● **Document excerpt**
-----

Same here. But I was aware of Can, before, via a piece of music they did on the film "Deep End" that had Jane Asher in the lead. It was a rather unusual film, and I would have loved to see Jane do more film work. There was a moment in there that a band was rocking out in a club, and it was Can, doing "Mother Sky" ... and it was blistering to hear that and not find the albums ... until ... finally ... we saw "Future Days" released here.
In those days, imports lagged terribly and Jem records and the guys in NY were not very good at deciding what to bring in, and the numbers were very limited. but we finally found "Movies" and then "Soundtracks" at Tower Records on the Strip, and by 1974, Moby Disk was already carrying all the Can stuff right up to date! Was with them and ALL their releases all the way to about 1985 or so ... I think the last thing I got was the Dr. Walker stuff that Holger did.

-----

● **Objective**
Copy out the whole post above about discovering the band Can, word for word.

● **Dataset extract**
-----

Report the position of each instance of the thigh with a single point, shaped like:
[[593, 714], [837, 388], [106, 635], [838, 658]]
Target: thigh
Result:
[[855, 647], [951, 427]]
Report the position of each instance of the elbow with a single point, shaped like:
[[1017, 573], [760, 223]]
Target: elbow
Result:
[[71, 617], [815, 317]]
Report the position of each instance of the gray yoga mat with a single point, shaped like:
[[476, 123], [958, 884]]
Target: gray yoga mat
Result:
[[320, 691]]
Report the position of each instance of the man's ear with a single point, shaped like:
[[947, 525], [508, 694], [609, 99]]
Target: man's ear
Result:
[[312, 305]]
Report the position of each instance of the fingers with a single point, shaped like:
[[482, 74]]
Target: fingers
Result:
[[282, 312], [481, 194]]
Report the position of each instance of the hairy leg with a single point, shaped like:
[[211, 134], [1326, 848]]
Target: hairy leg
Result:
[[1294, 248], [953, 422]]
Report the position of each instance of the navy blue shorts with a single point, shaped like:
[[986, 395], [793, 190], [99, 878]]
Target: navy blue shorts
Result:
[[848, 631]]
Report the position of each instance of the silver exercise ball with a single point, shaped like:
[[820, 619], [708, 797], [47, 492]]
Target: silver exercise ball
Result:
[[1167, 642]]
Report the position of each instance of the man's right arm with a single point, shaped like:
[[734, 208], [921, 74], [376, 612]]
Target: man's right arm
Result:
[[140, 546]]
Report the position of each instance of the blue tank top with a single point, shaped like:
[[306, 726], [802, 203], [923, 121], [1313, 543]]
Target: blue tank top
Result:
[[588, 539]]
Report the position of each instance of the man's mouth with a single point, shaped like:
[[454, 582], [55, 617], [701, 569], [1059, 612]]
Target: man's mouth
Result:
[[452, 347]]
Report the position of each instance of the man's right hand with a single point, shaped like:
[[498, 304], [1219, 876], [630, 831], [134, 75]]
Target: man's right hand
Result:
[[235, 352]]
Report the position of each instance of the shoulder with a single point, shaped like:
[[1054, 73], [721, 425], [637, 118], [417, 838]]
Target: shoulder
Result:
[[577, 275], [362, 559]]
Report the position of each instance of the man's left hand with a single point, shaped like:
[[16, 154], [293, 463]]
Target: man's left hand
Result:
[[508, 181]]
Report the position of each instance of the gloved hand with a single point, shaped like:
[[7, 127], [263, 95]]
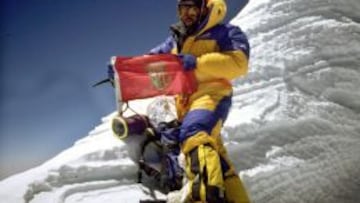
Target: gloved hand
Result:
[[188, 61], [110, 72]]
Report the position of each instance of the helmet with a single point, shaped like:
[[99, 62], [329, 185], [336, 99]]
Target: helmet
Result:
[[197, 3]]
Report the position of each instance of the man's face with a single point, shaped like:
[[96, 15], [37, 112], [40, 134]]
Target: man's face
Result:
[[189, 14]]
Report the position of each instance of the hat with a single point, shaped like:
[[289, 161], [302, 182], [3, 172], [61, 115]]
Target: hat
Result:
[[197, 3]]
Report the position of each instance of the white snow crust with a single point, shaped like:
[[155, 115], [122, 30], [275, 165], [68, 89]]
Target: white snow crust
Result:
[[293, 131]]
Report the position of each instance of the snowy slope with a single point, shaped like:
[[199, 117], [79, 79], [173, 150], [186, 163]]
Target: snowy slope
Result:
[[293, 132]]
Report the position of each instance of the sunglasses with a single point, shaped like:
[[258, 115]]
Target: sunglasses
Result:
[[188, 8]]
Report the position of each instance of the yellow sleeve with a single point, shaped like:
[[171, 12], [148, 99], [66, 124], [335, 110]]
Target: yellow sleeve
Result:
[[221, 65]]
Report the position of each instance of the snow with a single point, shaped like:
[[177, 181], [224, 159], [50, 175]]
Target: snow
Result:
[[293, 131]]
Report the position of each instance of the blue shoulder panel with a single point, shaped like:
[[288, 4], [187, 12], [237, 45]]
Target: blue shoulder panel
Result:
[[228, 38], [164, 48]]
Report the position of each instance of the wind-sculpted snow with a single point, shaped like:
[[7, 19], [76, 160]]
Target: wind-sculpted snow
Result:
[[293, 132], [300, 141]]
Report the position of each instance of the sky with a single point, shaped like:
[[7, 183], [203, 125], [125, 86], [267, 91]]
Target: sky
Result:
[[51, 53]]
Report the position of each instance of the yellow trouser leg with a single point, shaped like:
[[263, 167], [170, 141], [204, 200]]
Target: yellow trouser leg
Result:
[[204, 173]]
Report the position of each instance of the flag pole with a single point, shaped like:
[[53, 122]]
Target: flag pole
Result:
[[118, 96]]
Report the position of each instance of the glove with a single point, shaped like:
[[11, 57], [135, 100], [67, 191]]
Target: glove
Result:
[[110, 72], [188, 61]]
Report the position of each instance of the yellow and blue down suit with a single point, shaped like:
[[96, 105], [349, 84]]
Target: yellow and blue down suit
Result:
[[222, 52]]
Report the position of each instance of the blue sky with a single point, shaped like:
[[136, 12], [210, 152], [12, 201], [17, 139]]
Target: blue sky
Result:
[[51, 52]]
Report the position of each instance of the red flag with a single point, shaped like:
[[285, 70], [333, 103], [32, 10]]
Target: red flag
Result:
[[152, 75]]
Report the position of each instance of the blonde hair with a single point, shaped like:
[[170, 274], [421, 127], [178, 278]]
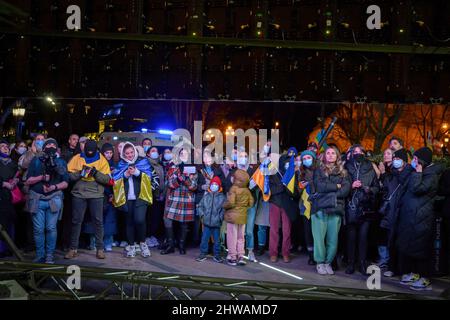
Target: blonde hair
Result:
[[337, 167]]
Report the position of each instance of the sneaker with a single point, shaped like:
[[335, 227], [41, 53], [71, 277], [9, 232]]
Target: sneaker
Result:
[[72, 254], [409, 278], [123, 244], [231, 262], [130, 251], [388, 274], [421, 285], [251, 257], [145, 251], [329, 269], [241, 261], [201, 258], [321, 269]]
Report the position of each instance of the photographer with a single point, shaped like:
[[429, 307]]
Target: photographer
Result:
[[47, 177], [90, 173]]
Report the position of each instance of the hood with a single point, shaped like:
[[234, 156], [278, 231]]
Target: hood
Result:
[[122, 154], [241, 178]]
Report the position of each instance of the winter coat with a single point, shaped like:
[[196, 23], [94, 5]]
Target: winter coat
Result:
[[203, 184], [324, 183], [239, 199], [211, 209], [8, 170], [444, 191], [180, 197], [416, 217], [361, 201], [393, 188]]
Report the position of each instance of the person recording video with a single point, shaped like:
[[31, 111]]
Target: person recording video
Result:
[[47, 177]]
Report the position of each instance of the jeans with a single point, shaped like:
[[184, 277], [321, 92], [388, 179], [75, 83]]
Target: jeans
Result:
[[250, 226], [235, 240], [207, 233], [136, 225], [79, 206], [44, 230], [325, 227], [277, 216]]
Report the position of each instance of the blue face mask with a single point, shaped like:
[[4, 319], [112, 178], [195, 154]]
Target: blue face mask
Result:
[[214, 187], [39, 144], [307, 163], [397, 164]]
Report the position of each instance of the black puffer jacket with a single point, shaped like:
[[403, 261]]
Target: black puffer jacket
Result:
[[361, 200], [416, 217], [393, 188], [327, 184]]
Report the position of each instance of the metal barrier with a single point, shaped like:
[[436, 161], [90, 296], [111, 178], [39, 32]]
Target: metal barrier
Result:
[[139, 285]]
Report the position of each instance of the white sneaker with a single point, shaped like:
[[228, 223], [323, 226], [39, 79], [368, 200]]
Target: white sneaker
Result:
[[410, 278], [251, 256], [145, 251], [321, 269], [421, 285], [130, 251], [123, 244], [328, 269]]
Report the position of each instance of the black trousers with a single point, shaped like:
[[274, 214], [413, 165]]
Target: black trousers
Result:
[[357, 236], [136, 222]]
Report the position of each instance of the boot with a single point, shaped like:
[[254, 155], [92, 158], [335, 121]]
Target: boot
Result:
[[350, 268], [363, 267], [169, 248], [311, 261]]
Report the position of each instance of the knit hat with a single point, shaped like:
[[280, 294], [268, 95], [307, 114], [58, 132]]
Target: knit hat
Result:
[[90, 148], [49, 141], [424, 154], [308, 153], [107, 147], [401, 154]]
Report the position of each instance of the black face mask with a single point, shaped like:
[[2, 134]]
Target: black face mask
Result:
[[50, 151], [358, 157]]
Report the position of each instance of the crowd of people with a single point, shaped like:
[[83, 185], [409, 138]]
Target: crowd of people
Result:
[[139, 197]]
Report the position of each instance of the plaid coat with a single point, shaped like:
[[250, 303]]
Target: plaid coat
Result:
[[180, 198]]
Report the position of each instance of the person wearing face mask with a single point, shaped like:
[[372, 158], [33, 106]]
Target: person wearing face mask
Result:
[[8, 181], [180, 202], [90, 173], [360, 208], [47, 177], [19, 150], [305, 185], [206, 171], [210, 210], [393, 187], [35, 150], [416, 220], [155, 212]]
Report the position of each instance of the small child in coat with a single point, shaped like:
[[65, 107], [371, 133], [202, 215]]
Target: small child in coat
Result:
[[211, 212], [239, 200]]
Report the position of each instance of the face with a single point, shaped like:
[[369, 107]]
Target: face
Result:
[[129, 153], [387, 156], [108, 154], [330, 155], [395, 145], [146, 143], [4, 148]]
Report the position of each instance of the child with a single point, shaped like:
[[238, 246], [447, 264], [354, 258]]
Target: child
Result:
[[239, 199], [211, 211]]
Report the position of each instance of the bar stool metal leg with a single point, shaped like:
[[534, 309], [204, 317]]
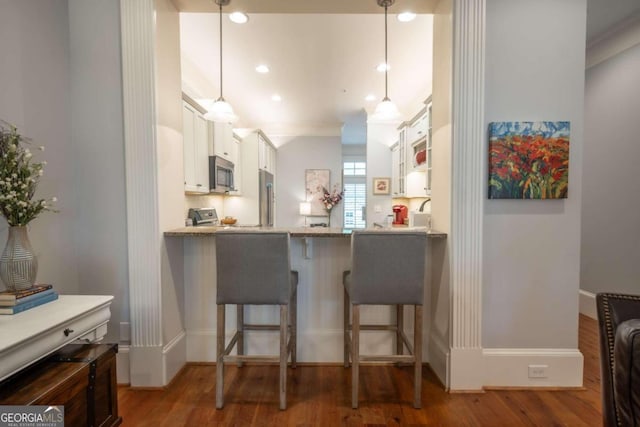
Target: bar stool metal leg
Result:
[[346, 328], [417, 352], [240, 329], [283, 357], [294, 327], [399, 328], [220, 357], [355, 354]]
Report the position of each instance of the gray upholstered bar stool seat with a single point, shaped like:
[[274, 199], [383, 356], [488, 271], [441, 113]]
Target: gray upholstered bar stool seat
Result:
[[254, 268], [387, 268]]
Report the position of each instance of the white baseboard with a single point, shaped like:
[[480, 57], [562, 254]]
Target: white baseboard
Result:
[[174, 356], [439, 359], [170, 361], [122, 365], [588, 304], [510, 367]]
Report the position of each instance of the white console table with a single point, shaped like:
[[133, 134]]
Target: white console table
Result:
[[33, 334]]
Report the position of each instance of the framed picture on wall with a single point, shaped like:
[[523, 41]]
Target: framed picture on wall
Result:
[[381, 186], [316, 181]]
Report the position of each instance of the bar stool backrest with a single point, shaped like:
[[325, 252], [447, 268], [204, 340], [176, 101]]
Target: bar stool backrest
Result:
[[253, 267], [387, 267]]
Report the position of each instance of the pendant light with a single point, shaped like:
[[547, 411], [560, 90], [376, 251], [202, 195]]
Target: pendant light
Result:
[[386, 111], [221, 110]]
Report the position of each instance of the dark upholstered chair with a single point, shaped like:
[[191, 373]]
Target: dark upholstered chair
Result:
[[619, 327], [387, 268], [254, 268]]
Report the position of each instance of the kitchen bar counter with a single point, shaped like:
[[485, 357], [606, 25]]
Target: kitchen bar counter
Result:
[[320, 255], [295, 231]]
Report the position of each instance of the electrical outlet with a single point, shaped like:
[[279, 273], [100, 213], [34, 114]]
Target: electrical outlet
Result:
[[538, 371]]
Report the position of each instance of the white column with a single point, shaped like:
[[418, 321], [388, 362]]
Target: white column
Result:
[[468, 183], [138, 62]]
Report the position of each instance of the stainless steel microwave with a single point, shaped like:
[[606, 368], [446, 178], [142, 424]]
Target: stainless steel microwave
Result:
[[220, 175]]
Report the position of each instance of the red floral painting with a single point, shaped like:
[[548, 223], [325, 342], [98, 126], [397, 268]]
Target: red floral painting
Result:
[[528, 160]]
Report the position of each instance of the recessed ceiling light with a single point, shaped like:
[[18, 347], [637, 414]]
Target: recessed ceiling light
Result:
[[406, 16], [239, 17]]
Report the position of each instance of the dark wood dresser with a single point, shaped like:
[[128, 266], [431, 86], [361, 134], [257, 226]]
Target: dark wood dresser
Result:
[[82, 377]]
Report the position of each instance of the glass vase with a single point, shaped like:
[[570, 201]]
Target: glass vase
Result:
[[18, 263]]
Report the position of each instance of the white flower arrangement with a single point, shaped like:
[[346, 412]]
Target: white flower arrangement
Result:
[[19, 178]]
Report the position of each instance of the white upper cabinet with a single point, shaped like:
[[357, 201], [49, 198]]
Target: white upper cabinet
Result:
[[223, 144], [266, 155], [236, 151], [196, 157], [411, 156]]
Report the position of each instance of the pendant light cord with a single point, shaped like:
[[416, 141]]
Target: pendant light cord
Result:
[[220, 5], [386, 61]]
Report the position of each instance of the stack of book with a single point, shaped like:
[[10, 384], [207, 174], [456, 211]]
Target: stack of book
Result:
[[12, 302]]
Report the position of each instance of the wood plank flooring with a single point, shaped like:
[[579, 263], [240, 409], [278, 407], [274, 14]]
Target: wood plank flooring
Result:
[[321, 396]]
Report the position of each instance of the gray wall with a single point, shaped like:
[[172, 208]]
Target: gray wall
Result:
[[60, 84], [534, 71], [100, 224], [292, 159], [610, 259]]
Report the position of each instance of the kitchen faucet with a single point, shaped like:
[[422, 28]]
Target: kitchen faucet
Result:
[[421, 209]]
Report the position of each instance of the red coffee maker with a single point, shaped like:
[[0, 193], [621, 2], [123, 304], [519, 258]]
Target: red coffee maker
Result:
[[400, 213]]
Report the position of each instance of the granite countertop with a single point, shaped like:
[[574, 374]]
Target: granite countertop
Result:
[[295, 231]]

-----

● **Task result**
Same here. But I was aware of Can, before, via a piece of music they did on the film "Deep End" that had Jane Asher in the lead. It was a rather unusual film, and I would have loved to see Jane do more film work. There was a moment in there that a band was rocking out in a club, and it was Can, doing "Mother Sky" ... and it was blistering to hear that and not find the albums ... until ... finally ... we saw "Future Days" released here.
In those days, imports lagged terribly and Jem records and the guys in NY were not very good at deciding what to bring in, and the numbers were very limited. but we finally found "Movies" and then "Soundtracks" at Tower Records on the Strip, and by 1974, Moby Disk was already carrying all the Can stuff right up to date! Was with them and ALL their releases all the way to about 1985 or so ... I think the last thing I got was the Dr. Walker stuff that Holger did.